DATASET CONTENT:
━━━━━━━━━━
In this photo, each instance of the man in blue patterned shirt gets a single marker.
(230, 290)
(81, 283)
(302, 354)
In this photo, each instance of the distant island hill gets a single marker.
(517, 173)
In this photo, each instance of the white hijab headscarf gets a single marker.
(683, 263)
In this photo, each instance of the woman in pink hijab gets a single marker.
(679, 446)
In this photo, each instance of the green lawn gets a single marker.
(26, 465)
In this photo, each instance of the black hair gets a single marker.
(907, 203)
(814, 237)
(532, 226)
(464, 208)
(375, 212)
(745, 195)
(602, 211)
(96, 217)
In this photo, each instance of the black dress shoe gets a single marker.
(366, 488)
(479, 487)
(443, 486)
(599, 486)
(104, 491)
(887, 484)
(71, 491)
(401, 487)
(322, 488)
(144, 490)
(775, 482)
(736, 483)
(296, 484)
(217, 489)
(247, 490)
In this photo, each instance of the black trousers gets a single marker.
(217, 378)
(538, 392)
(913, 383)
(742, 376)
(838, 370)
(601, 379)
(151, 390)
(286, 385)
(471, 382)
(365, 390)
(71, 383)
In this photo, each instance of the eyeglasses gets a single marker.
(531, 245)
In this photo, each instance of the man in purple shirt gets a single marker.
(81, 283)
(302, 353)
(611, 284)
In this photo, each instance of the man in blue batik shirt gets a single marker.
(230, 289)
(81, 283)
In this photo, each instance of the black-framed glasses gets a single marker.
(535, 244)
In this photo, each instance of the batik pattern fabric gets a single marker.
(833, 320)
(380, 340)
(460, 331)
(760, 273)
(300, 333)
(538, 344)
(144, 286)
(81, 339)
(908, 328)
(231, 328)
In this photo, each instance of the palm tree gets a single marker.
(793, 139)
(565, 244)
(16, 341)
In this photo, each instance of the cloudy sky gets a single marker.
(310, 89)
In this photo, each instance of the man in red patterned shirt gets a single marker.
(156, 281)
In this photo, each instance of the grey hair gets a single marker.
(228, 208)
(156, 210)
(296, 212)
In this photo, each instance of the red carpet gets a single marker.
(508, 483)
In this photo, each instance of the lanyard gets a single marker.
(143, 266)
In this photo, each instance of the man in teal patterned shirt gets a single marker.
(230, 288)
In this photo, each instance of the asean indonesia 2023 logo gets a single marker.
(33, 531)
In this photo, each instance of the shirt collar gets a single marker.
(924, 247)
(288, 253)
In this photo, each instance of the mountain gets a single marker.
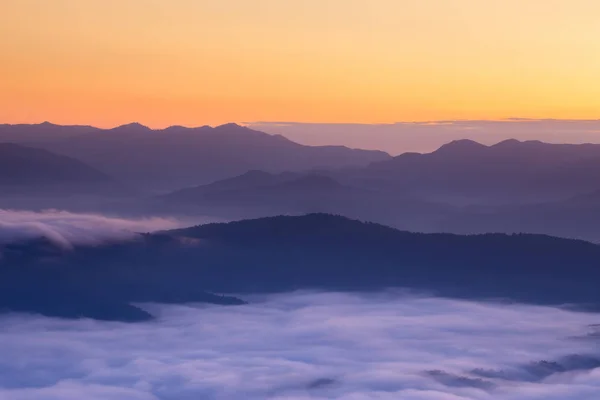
━━━━━━━━━━
WHAT THE TASK REQUIRES: Go back to the line containing "In this photo, each instance of the asean" and output it and every line after it through the end of the records, exactly, but not the pictures.

WRITTEN REPLY:
In this photo, each instance of the asean indonesia 2023 logo gets a single marker.
(33, 531)
In this photo, each instance of the shirt collar gets a single marker.
(924, 247)
(288, 253)
In this photo, each instance of the mountain gets a single marker.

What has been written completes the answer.